Source extract
Proteomic changes in the cortex membrane fraction of genetic absence epilepsy rats from Strasbourg

Yuce-Dursun B., DANIŞ Ö., DEMİR S., OGAN A., ONAT F.

JOURNAL OF INTEGRATIVE NEUROSCIENCE, vol.13, no.4, pp.633-644, 2014 (SCI-Expanded) identifier identifier identifier

  • Publication Type: Article / Article
  • Volume: 13 Issue: 4
  • Publication Date: 2014
  • Doi Number: 10.1142/s021963521450023x
  • Journal Indexes: Science Citation Index Expanded (SCI-EXPANDED), Scopus
  • Page Numbers: pp.633-644
  • Keywords: Guanine nucleotide binding protein, 14-3-3 epsilon, proteome, epilepsy, rodent model, 14-3-3 PROTEINS, 2-DIMENSIONAL ELECTROPHORESIS, POLYACRYLAMIDE-GELS, CEREBROSPINAL-FLUID, ISOFORM, SEIZURES, EXPRESSION, HIPPOCAMPUS, MECHANISMS, THALAMUS
  • Marmara University Affiliated: Yes


Epilepsy is a serious neurodegenerative disorder with a high incidence and a variety of presentations and causes. Studies on brain from various animal models including chronic models: Genetic Absence Epilepsy Rats from Strasbourg (GAERS) are very useful for understanding the fundamental mechanisms associated with human epilepsy. Individual regions of the brain have different protein composition in different conditions. Therefore, proteomic analyses of the brain compartments are preferred for the development of new therapeutic targets in different pathophysiological conditions like neurodegenerative disorders. In this study, we describe a proteomic profiling of membrane fraction of cortex tissue from epileptic GAERS and non-epileptic Wistar rat brain by two-dimensional gel electrophoresis coupled with matrix-assisted laser desorption/ionization mass spectroscopy. Comparing the optical density of spots between groups, we found that one protein expression was significantly down-regulated (guanine nucleotide-binding protein G(I)/G(S)/G(T) subunit beta-1) and one protein expression was significantly up-regulated (14-3-3 protein epsilon isoform) in GAERS group. Our results indicate that these proteins might have played a significant role in epilepsy and may be considered as valuable therapeutic targets in the absence of epilepsy.

Task instructions
#1 Decide whether each statement below agrees with the proteomics abstract. For each, answer yes or no and quote the deciding words exactly.
(a) The study examined the membrane fraction of cortex tissue from epileptic GAERS and non-epileptic Wistar rats.
(b) The 14-3-3 protein epsilon isoform was down-regulated in the GAERS group.
(c) The article appeared in volume 13, issue 4 of its journal.
#2 From the proteomics abstract, print the passage that starts at the words "Proteomic changes in" and ends after the words "A., ONAT F.".

Data section
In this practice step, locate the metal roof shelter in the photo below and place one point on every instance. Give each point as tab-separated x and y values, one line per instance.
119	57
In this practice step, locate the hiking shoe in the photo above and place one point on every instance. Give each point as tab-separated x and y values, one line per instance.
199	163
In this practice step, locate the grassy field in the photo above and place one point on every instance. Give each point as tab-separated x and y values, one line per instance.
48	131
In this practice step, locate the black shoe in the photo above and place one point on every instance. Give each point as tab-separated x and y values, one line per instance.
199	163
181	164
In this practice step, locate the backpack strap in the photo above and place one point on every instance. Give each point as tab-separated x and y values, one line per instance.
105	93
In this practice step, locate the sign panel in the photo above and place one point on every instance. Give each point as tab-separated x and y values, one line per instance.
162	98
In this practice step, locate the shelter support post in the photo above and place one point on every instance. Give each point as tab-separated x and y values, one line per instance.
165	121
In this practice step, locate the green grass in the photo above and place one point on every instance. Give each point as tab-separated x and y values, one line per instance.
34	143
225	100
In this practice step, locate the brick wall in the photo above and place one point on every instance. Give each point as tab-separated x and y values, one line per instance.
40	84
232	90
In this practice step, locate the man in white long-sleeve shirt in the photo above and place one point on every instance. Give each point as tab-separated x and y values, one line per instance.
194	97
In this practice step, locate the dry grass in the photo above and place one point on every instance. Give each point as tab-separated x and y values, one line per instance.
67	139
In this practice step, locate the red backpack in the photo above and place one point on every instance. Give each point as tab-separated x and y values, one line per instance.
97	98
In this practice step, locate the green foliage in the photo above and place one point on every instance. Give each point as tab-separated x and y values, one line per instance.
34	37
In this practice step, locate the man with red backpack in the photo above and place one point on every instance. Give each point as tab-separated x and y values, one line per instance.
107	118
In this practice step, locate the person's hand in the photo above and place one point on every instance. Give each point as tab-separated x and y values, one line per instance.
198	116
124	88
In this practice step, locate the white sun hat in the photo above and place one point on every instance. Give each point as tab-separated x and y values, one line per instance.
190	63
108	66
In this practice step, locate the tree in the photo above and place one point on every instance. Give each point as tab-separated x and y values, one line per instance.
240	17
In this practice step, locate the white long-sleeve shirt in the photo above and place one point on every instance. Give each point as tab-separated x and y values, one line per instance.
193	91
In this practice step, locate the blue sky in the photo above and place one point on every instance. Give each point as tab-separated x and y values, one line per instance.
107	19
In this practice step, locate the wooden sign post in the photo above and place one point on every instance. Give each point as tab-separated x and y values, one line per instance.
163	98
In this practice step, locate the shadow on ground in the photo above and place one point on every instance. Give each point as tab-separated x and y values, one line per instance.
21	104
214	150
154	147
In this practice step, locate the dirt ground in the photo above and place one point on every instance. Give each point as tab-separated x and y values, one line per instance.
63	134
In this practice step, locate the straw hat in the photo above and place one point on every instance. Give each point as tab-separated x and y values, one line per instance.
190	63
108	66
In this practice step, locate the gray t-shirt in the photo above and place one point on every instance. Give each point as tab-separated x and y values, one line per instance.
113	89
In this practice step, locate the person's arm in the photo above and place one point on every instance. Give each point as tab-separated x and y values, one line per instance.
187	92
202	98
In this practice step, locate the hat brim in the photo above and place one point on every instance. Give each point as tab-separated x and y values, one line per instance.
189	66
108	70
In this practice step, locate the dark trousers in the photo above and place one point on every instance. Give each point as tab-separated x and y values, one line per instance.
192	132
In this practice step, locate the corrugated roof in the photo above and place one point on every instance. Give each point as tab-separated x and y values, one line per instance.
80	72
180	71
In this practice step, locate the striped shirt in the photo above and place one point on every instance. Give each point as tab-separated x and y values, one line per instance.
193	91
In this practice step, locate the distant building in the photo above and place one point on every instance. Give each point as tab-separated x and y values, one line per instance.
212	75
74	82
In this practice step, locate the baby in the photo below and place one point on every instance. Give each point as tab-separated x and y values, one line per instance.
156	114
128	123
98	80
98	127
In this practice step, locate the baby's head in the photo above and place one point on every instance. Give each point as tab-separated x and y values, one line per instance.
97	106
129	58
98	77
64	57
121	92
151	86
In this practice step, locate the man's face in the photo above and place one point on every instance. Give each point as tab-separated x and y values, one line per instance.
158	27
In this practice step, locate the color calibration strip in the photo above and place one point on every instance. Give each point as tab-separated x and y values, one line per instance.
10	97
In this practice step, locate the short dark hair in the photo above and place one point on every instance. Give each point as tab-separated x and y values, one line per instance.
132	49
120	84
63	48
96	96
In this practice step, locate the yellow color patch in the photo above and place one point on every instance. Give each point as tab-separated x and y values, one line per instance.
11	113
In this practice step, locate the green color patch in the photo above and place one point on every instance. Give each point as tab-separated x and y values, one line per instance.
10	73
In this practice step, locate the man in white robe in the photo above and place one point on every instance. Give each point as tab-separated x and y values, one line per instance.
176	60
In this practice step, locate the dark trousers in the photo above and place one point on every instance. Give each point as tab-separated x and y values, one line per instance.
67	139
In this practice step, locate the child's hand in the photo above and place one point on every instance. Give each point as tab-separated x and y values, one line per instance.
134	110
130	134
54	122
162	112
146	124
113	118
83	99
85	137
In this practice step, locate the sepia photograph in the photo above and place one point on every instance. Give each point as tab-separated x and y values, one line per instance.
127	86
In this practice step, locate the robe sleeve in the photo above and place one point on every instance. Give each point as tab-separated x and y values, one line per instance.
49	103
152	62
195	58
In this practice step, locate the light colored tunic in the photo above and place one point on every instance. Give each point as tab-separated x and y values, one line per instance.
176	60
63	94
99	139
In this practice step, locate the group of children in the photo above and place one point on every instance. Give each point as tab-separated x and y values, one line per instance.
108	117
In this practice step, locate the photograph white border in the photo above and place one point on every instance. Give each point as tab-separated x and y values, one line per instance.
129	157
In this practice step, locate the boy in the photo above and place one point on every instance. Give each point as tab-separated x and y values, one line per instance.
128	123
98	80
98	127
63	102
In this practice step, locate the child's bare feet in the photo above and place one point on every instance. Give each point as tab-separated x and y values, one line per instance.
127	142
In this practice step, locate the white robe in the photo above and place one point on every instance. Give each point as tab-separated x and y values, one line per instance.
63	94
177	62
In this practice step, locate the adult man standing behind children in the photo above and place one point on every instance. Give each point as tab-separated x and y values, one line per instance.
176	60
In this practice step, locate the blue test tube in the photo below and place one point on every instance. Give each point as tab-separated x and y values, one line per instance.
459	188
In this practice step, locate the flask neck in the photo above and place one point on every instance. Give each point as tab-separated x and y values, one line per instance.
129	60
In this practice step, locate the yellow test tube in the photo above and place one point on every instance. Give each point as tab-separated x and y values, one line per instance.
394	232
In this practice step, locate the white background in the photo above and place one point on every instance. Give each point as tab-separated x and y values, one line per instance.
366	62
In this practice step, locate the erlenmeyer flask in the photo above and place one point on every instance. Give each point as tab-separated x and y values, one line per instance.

Answer list
#1
(a) Yes: "membrane fraction of cortex tissue from epileptic GAERS and non-epileptic Wistar rat brain"
(b) No: "one protein expression was significantly up-regulated (14-3-3 protein epsilon isoform) in GAERS group"
(c) Yes: "Volume: 13 Issue: 4"

#2
Proteomic changes in the cortex membrane fraction of genetic absence epilepsy rats from Strasbourg

Yuce-Dursun B., DANIŞ Ö., DEMİR S., OGAN A., ONAT F.